◆ TASK: No pictures are to be included when the entries below are reproduced exactly.

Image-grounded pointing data
-- Opening Marker --
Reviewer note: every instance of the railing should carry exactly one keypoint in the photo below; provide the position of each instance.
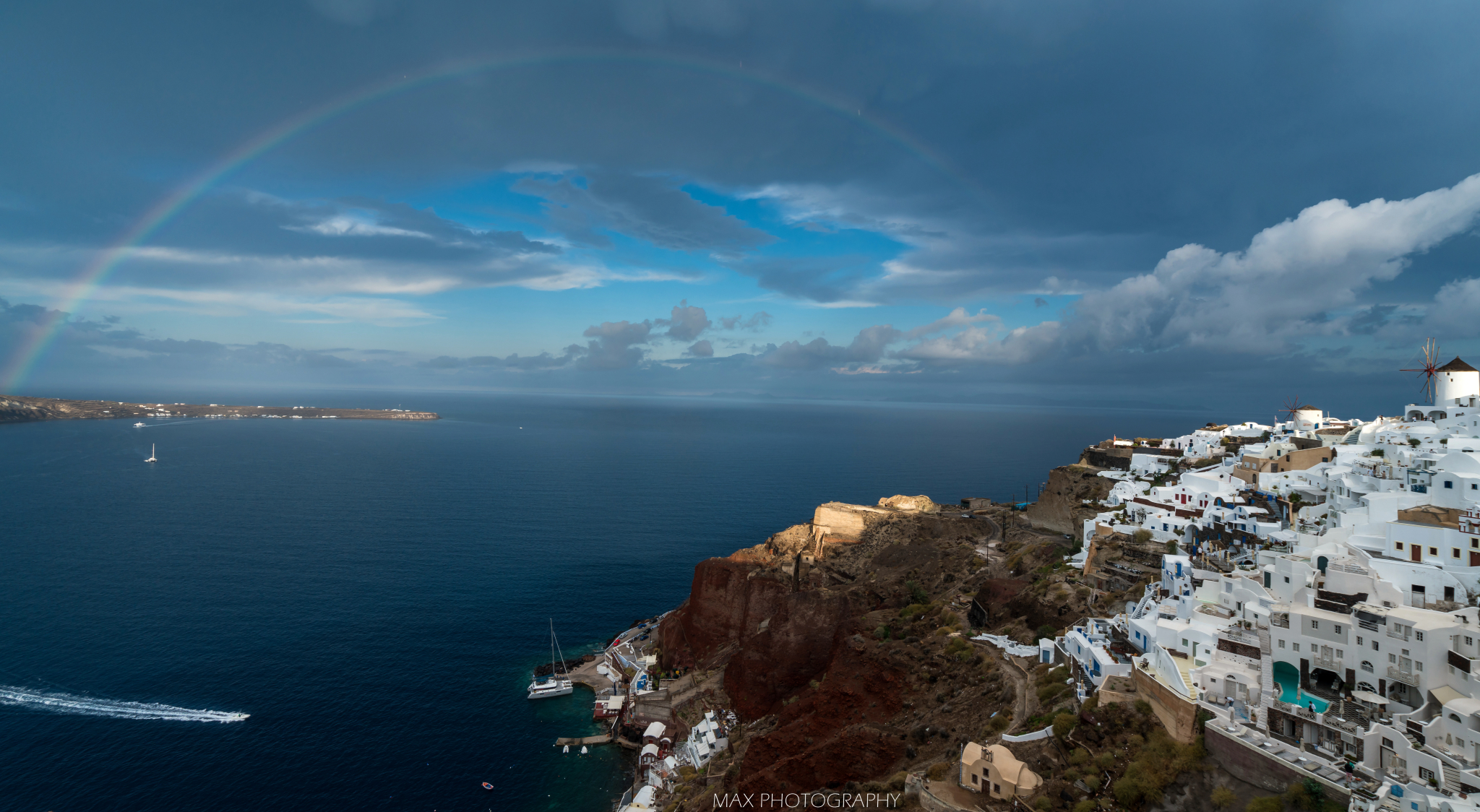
(1408, 678)
(1241, 638)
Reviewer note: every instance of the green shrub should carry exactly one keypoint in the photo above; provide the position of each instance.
(1268, 803)
(1155, 766)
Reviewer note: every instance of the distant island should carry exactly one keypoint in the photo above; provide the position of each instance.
(15, 409)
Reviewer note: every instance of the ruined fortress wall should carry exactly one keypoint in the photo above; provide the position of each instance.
(1179, 714)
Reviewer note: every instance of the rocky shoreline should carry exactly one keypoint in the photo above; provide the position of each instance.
(17, 409)
(846, 647)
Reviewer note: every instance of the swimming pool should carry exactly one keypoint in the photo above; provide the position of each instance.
(1288, 679)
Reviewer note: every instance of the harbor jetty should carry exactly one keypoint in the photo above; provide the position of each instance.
(15, 409)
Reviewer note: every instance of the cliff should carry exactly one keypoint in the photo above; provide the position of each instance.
(834, 685)
(1062, 505)
(15, 409)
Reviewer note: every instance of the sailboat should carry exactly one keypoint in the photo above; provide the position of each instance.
(557, 683)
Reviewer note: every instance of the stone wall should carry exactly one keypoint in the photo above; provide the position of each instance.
(1249, 764)
(843, 521)
(1179, 713)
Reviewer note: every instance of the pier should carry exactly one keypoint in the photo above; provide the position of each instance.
(604, 738)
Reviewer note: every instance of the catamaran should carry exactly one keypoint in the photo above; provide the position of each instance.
(559, 682)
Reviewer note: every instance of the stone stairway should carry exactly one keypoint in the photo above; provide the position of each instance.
(1451, 777)
(1266, 672)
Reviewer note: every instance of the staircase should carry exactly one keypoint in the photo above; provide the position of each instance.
(1268, 694)
(1451, 777)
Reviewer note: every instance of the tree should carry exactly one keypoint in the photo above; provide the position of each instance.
(1268, 803)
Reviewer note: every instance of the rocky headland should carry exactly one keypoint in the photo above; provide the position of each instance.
(844, 642)
(17, 409)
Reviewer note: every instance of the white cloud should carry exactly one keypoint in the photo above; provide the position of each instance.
(1283, 288)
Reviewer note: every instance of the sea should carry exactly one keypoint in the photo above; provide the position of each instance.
(377, 594)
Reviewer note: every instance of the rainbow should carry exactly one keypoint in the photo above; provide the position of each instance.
(35, 345)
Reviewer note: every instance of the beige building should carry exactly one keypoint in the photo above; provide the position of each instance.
(995, 769)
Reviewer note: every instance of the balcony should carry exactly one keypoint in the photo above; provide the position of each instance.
(1406, 678)
(1330, 663)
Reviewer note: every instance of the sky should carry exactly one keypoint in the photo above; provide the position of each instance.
(885, 200)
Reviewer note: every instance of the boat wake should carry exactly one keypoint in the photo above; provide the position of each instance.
(89, 706)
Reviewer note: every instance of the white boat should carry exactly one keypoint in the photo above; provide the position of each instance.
(552, 686)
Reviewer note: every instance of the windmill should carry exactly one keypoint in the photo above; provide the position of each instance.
(1429, 370)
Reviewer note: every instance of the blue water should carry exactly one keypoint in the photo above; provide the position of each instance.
(1288, 678)
(375, 594)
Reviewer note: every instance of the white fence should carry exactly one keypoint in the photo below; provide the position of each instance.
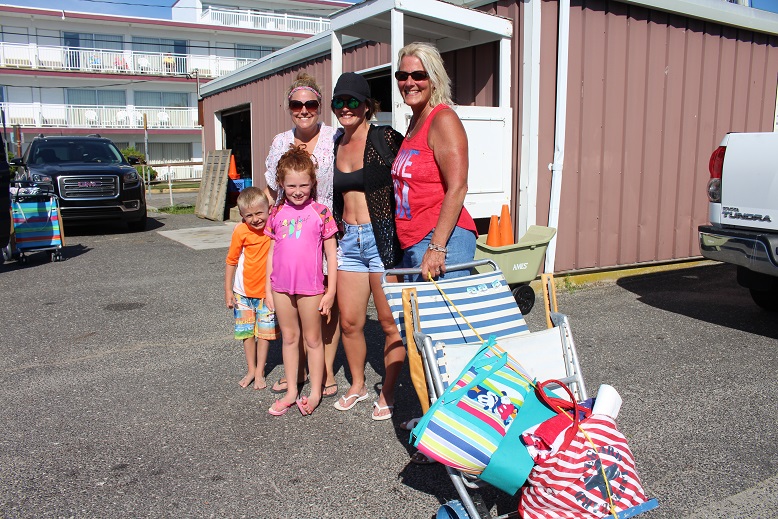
-- Closing Marker --
◆ ANSWER FOR THE TASK:
Reviewer note: every instance of the railing should carry exactly one keypoint in the photo below; provide the position of each instance.
(1408, 678)
(1241, 638)
Reviewer note: every instance of the green shrub should carry exactly one keypoint in the photo above; provide the position of each instance.
(1268, 803)
(1155, 766)
Reviewer note: every instance of the distant island should carry exactly one keypoint in the photo above; provide the position of each instance.
(15, 409)
Reviewer note: every instance of the ruined fortress wall should carry exactly one keypoint in the photo above; provide the position of each instance.
(1179, 714)
Reviewer note: every instance of the rocky shoreline should carry exactly one keypoint in the photo above; provide the position of each instance.
(17, 409)
(846, 647)
Reviewer note: every instance of the swimming pool should carry exactly one keypoint in the photo above; provide the position of each instance.
(1288, 679)
Reviewer note: every instance of the harbor jetty should carry exactly one keypoint in the photo above; provide the position of each instance.
(15, 409)
Reviewer note: every instance of the cliff should carry exactly one keypoint in the photo above; provide the position of each instance.
(834, 685)
(1062, 505)
(15, 409)
Reviewer note: every instance of the sailboat should carry exactly one keypoint in the photo above; provide the position of each instance.
(557, 683)
Reviewer note: every instance of the stone wall should carry exactly one keypoint in the photo above; provide the position of each instance.
(1249, 764)
(843, 521)
(1179, 713)
Reviewer note: every instance of the pier should carry exactly one keypoint in the photo above; provide the position of each instance.
(604, 738)
Reviewer note: every instance of the catamaran should carry exactly one keypoint in the photo above; provide the position of each instance.
(559, 682)
Reviewer note: every instance of the stone stairway should carry exactly one keypoint in the photo above; provide the position of each instance.
(1451, 777)
(1266, 672)
Reviewer note: every instance of the staircase should carry exactly one keypoint in the photo above; provide the position of each instance.
(1268, 694)
(1451, 777)
Reviewer note: every instance of the tree should carry exactly one keypoint in the photo above; provide the position of each instance.
(1268, 803)
Reviewer note: every instance of the rocky headland should carry exactly one keypoint in the photo above; provide the position of each instance.
(844, 642)
(17, 409)
Reviewer note: every instance of the white cloud should carry exactly one keypoint in the photo above; provide the position of each instance.
(1283, 288)
Reviewer note: every instance of the sea should carry exactly one keypoint in the photo above; provide the position of each instance.
(377, 594)
Reviewer note: every instance of the rainbow should carry exactly one keypoint in the photo above; provide the position of each instance.
(35, 345)
Reviewer note: every instance of the beige building should carry exactly one keypoint in the photo above; provide the position of each instance.
(995, 769)
Reviewer note: every instance of the balcony should carry exactly one keypoint in the photo above; provide the position of each instance.
(1406, 678)
(1330, 663)
Reviewer note: every instance of the sky should carry exactly one keypoint in the photo above; provide the position of each instance.
(885, 200)
Reviewer note: every instance of the boat wake should carry exactly one keypoint in the photo above; provide the position of each instance.
(89, 706)
Reviewer note: every instance of the white boat should carry exactly one keypoint in the photo above; provide the position of each instance.
(552, 686)
Reviewer note: every instance of the windmill should carry exactly one keypoint in the photo above; provide the position of each instance.
(1429, 370)
Reviewer note: every instance of the blue water should carry exactly one keypoint in the photo above; provide the position of each instance.
(1288, 678)
(375, 594)
Reviewer note: every instance of the white fence should carry exactly one keypoint in the photo below; provide the position of each instance.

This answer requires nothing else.